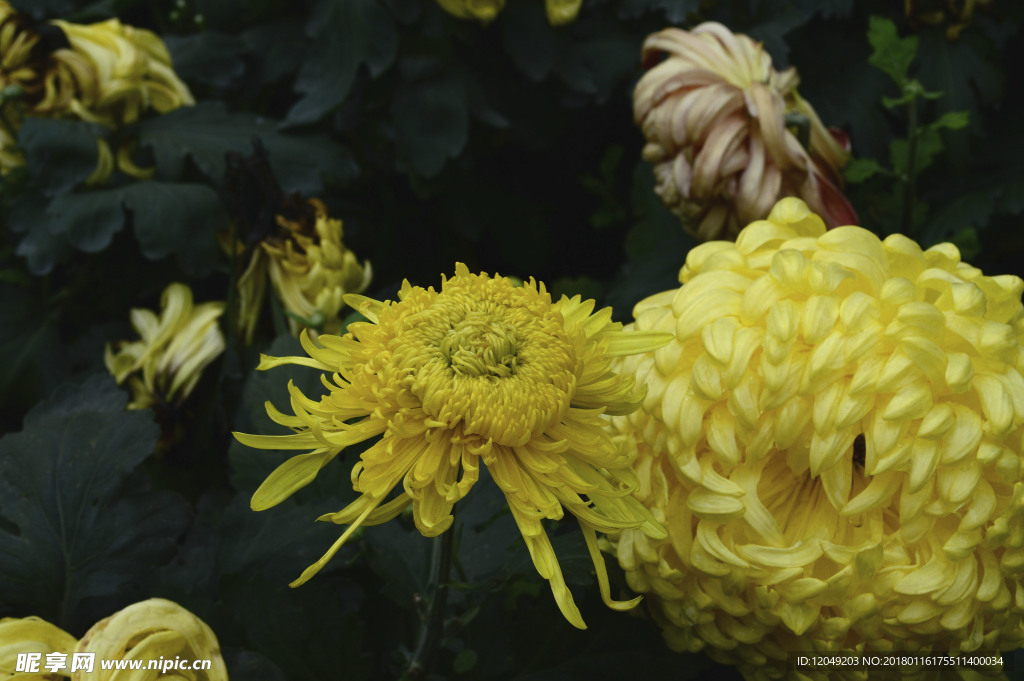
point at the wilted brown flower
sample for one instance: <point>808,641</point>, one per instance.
<point>724,131</point>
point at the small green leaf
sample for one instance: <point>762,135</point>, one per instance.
<point>89,219</point>
<point>892,53</point>
<point>858,170</point>
<point>951,121</point>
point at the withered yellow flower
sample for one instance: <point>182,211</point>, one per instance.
<point>558,11</point>
<point>724,130</point>
<point>480,371</point>
<point>834,442</point>
<point>133,72</point>
<point>105,73</point>
<point>151,631</point>
<point>154,630</point>
<point>164,367</point>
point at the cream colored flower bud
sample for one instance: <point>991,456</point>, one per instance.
<point>30,635</point>
<point>311,269</point>
<point>153,630</point>
<point>175,347</point>
<point>724,131</point>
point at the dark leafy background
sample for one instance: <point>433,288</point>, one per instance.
<point>510,147</point>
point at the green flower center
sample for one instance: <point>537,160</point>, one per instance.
<point>480,345</point>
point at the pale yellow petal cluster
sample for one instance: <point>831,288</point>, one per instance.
<point>723,130</point>
<point>482,371</point>
<point>558,11</point>
<point>165,365</point>
<point>109,74</point>
<point>310,269</point>
<point>144,631</point>
<point>834,442</point>
<point>31,635</point>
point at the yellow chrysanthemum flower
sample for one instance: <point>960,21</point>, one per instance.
<point>480,371</point>
<point>32,636</point>
<point>165,366</point>
<point>151,630</point>
<point>108,74</point>
<point>147,631</point>
<point>722,131</point>
<point>133,72</point>
<point>559,11</point>
<point>833,441</point>
<point>310,269</point>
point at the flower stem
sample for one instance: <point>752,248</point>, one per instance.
<point>432,624</point>
<point>909,188</point>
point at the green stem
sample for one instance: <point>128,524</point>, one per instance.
<point>433,623</point>
<point>909,187</point>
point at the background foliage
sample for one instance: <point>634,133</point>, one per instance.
<point>510,147</point>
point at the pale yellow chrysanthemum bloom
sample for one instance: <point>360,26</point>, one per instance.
<point>152,630</point>
<point>311,270</point>
<point>714,113</point>
<point>133,71</point>
<point>47,84</point>
<point>480,371</point>
<point>164,367</point>
<point>834,442</point>
<point>33,636</point>
<point>111,74</point>
<point>559,11</point>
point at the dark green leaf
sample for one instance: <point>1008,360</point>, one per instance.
<point>431,120</point>
<point>40,247</point>
<point>89,219</point>
<point>40,8</point>
<point>892,53</point>
<point>966,71</point>
<point>178,218</point>
<point>346,35</point>
<point>528,39</point>
<point>968,211</point>
<point>207,131</point>
<point>967,241</point>
<point>464,662</point>
<point>34,359</point>
<point>951,121</point>
<point>675,11</point>
<point>313,632</point>
<point>928,145</point>
<point>58,154</point>
<point>79,528</point>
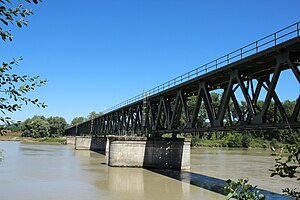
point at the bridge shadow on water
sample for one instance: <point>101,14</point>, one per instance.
<point>209,183</point>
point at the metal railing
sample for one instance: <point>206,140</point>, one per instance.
<point>271,40</point>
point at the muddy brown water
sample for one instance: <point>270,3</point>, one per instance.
<point>35,171</point>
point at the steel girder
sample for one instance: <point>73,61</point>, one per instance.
<point>177,110</point>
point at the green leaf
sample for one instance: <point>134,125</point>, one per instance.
<point>19,24</point>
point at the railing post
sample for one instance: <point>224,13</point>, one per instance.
<point>228,58</point>
<point>241,53</point>
<point>256,46</point>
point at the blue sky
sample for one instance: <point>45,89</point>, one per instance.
<point>97,53</point>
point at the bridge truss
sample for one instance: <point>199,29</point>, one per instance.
<point>190,106</point>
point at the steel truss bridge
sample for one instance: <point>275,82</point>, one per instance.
<point>247,74</point>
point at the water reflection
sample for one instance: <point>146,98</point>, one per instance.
<point>209,183</point>
<point>50,172</point>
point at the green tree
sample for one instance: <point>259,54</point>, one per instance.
<point>36,127</point>
<point>242,190</point>
<point>289,167</point>
<point>14,87</point>
<point>78,120</point>
<point>57,126</point>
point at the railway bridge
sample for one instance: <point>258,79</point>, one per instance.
<point>245,80</point>
<point>245,74</point>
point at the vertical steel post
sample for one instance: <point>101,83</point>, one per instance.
<point>256,46</point>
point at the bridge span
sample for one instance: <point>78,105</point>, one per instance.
<point>246,74</point>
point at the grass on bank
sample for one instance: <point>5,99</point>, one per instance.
<point>18,137</point>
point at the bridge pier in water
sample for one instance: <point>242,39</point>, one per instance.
<point>126,151</point>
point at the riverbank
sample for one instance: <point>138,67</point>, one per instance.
<point>33,140</point>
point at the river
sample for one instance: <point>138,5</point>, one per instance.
<point>38,171</point>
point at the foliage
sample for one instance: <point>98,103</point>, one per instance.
<point>10,15</point>
<point>14,87</point>
<point>39,126</point>
<point>289,167</point>
<point>78,120</point>
<point>242,190</point>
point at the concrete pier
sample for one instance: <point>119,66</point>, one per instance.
<point>149,153</point>
<point>124,151</point>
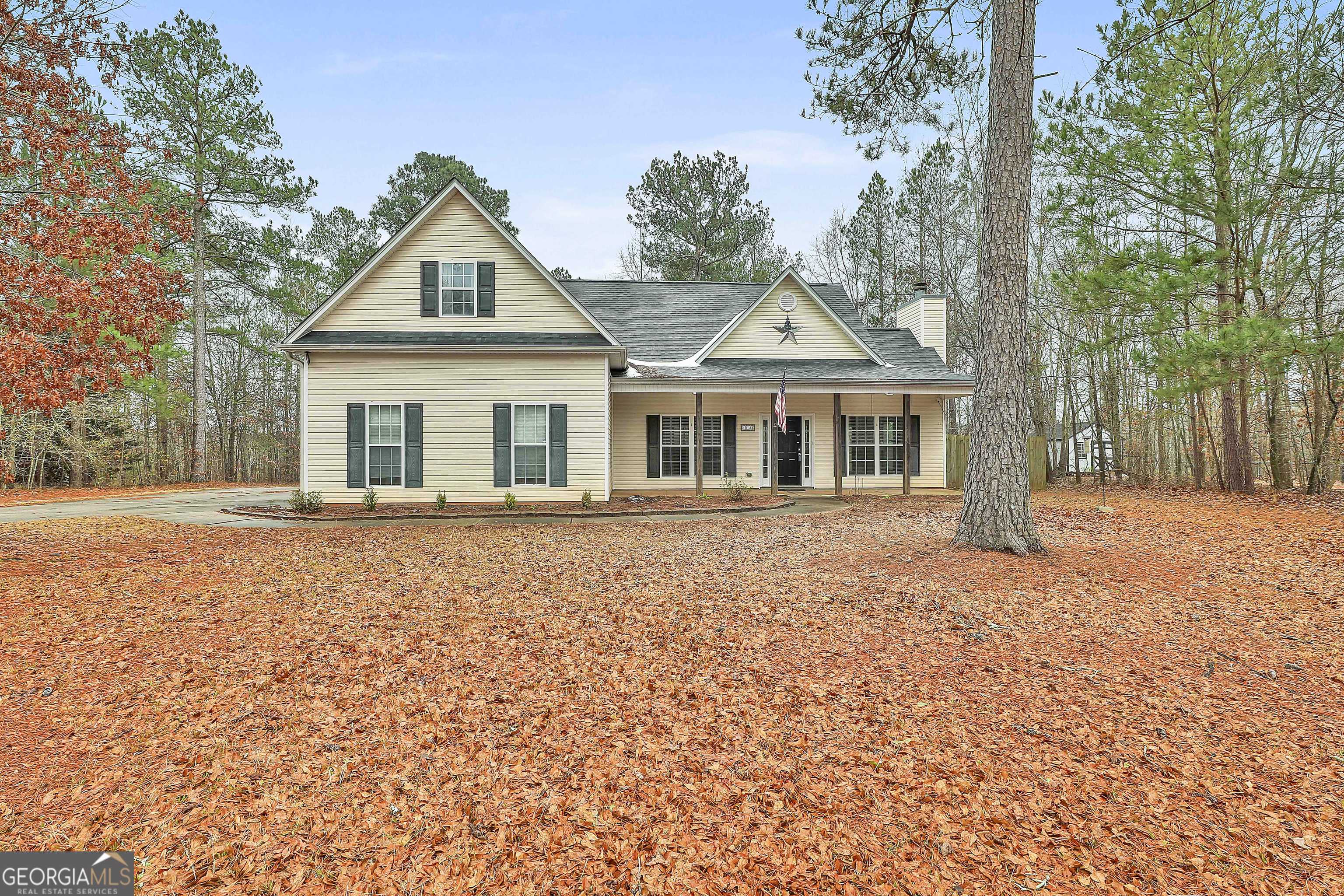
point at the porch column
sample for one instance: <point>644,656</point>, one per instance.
<point>775,446</point>
<point>699,444</point>
<point>905,444</point>
<point>839,451</point>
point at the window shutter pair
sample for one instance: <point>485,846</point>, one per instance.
<point>844,445</point>
<point>558,429</point>
<point>912,445</point>
<point>413,460</point>
<point>484,289</point>
<point>730,445</point>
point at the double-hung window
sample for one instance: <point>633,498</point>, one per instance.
<point>676,445</point>
<point>385,445</point>
<point>530,445</point>
<point>458,289</point>
<point>863,446</point>
<point>892,451</point>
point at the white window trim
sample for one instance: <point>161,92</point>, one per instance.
<point>512,445</point>
<point>369,445</point>
<point>900,444</point>
<point>850,445</point>
<point>691,420</point>
<point>476,288</point>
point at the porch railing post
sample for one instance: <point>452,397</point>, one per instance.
<point>905,444</point>
<point>838,451</point>
<point>775,446</point>
<point>699,444</point>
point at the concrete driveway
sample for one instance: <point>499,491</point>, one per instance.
<point>200,508</point>
<point>203,508</point>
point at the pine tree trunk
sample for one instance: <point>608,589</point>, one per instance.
<point>198,344</point>
<point>996,510</point>
<point>1197,452</point>
<point>1280,442</point>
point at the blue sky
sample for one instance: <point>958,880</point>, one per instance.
<point>564,104</point>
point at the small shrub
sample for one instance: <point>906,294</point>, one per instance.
<point>303,501</point>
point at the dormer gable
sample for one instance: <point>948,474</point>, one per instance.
<point>452,268</point>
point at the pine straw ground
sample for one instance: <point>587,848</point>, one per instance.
<point>802,704</point>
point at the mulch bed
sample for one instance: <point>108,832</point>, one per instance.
<point>620,507</point>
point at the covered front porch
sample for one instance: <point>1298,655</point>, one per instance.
<point>842,437</point>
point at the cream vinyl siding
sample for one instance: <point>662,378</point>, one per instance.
<point>927,319</point>
<point>389,296</point>
<point>819,338</point>
<point>459,394</point>
<point>630,434</point>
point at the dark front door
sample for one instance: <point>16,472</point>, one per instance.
<point>791,453</point>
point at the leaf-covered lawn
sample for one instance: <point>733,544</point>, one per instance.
<point>833,703</point>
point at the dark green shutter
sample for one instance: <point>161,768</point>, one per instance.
<point>354,446</point>
<point>901,440</point>
<point>503,446</point>
<point>560,441</point>
<point>429,289</point>
<point>730,445</point>
<point>844,446</point>
<point>486,289</point>
<point>414,446</point>
<point>913,451</point>
<point>652,446</point>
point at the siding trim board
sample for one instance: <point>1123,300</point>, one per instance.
<point>769,290</point>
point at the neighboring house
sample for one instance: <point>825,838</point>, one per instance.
<point>1090,442</point>
<point>455,362</point>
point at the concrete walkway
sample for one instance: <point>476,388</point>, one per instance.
<point>203,508</point>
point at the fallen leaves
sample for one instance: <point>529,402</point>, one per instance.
<point>687,707</point>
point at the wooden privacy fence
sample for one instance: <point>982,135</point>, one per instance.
<point>959,449</point>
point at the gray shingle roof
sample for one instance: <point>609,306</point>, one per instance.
<point>667,322</point>
<point>799,370</point>
<point>441,338</point>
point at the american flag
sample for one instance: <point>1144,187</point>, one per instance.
<point>781,421</point>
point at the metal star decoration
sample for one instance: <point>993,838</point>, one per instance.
<point>789,331</point>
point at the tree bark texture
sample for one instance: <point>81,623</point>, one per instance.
<point>996,508</point>
<point>198,344</point>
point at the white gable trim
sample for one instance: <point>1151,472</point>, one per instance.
<point>396,240</point>
<point>714,343</point>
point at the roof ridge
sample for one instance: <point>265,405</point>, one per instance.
<point>679,283</point>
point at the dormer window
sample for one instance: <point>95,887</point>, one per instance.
<point>458,289</point>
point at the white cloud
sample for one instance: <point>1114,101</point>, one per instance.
<point>344,65</point>
<point>581,235</point>
<point>783,150</point>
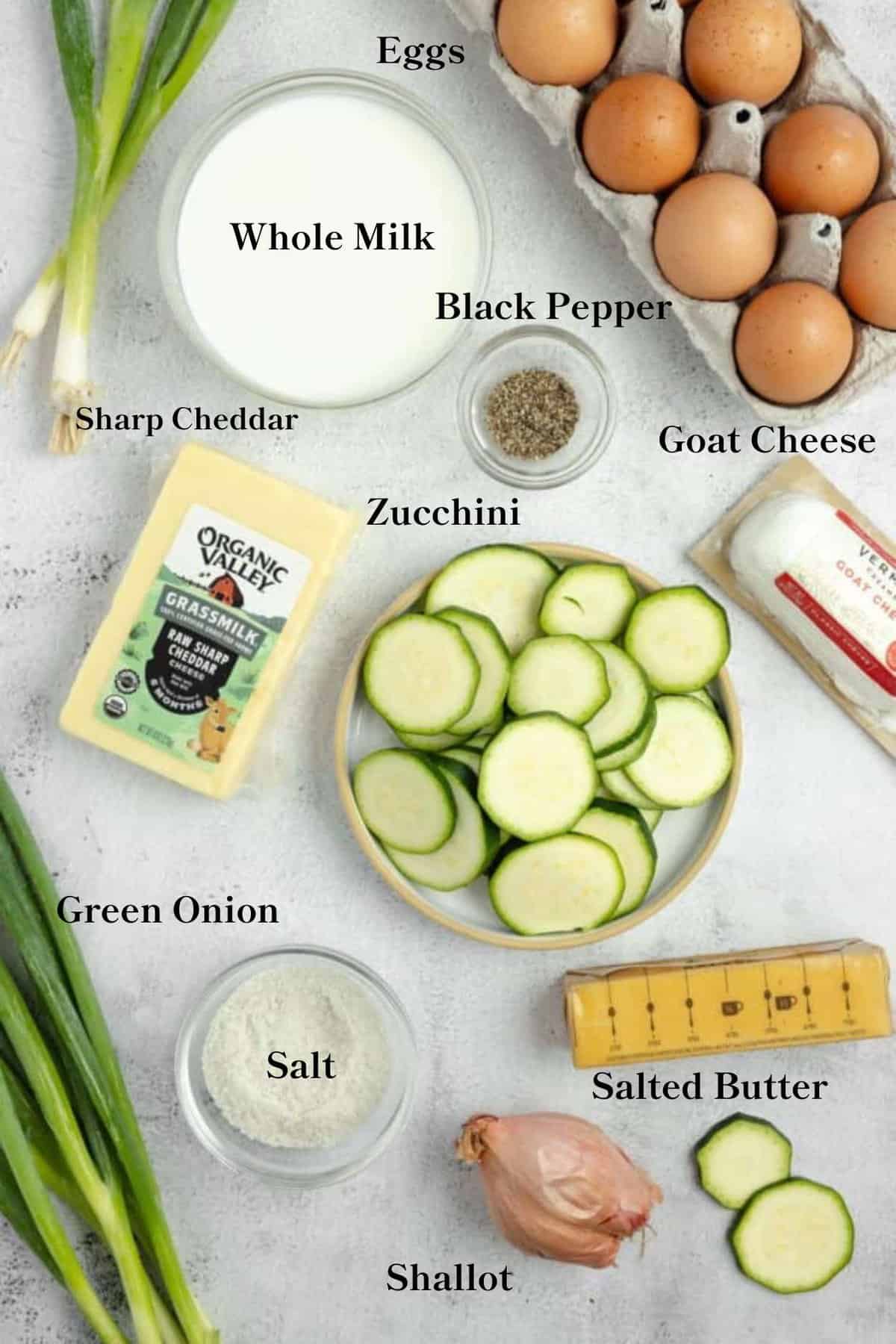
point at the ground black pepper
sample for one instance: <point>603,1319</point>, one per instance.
<point>532,413</point>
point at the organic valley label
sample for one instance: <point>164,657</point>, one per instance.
<point>205,632</point>
<point>847,586</point>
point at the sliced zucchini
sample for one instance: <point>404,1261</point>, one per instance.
<point>430,741</point>
<point>618,785</point>
<point>593,601</point>
<point>481,739</point>
<point>403,800</point>
<point>421,673</point>
<point>632,750</point>
<point>741,1156</point>
<point>680,638</point>
<point>554,886</point>
<point>626,833</point>
<point>650,816</point>
<point>467,756</point>
<point>538,777</point>
<point>467,853</point>
<point>559,673</point>
<point>491,653</point>
<point>688,757</point>
<point>625,714</point>
<point>504,582</point>
<point>794,1236</point>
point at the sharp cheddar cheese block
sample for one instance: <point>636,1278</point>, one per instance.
<point>731,1001</point>
<point>215,601</point>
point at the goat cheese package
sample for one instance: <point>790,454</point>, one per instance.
<point>205,624</point>
<point>822,578</point>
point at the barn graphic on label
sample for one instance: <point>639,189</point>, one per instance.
<point>226,589</point>
<point>198,647</point>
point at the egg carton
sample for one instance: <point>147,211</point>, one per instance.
<point>734,134</point>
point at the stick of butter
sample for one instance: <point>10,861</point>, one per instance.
<point>739,1001</point>
<point>215,601</point>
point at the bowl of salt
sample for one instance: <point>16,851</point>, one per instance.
<point>297,1065</point>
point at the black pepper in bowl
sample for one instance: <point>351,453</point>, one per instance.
<point>532,413</point>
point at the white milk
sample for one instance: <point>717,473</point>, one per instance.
<point>327,329</point>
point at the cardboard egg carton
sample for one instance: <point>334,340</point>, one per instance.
<point>734,134</point>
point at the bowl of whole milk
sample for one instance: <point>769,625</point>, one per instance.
<point>297,1065</point>
<point>308,231</point>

──────

[WHAT YOU ARE ASKED TO DO]
Everything from the line with "point at the railway bridge" through the line with "point at the riverbank" in the listing above must be retyped exactly, with nothing added.

[FINAL ANSWER]
point at the railway bridge
sample for one instance: <point>258,79</point>, one per instance.
<point>245,80</point>
<point>245,74</point>
point at the vertical steel post
sample for one instance: <point>101,83</point>, one per instance.
<point>256,46</point>
point at the bridge span
sample for one instance: <point>78,105</point>, one per instance.
<point>246,74</point>
point at the grass on bank
sample for one instance: <point>5,99</point>, one per instance.
<point>18,137</point>
point at the bridge pier in water
sample for one instance: <point>242,39</point>, one per instance.
<point>126,151</point>
point at the riverbank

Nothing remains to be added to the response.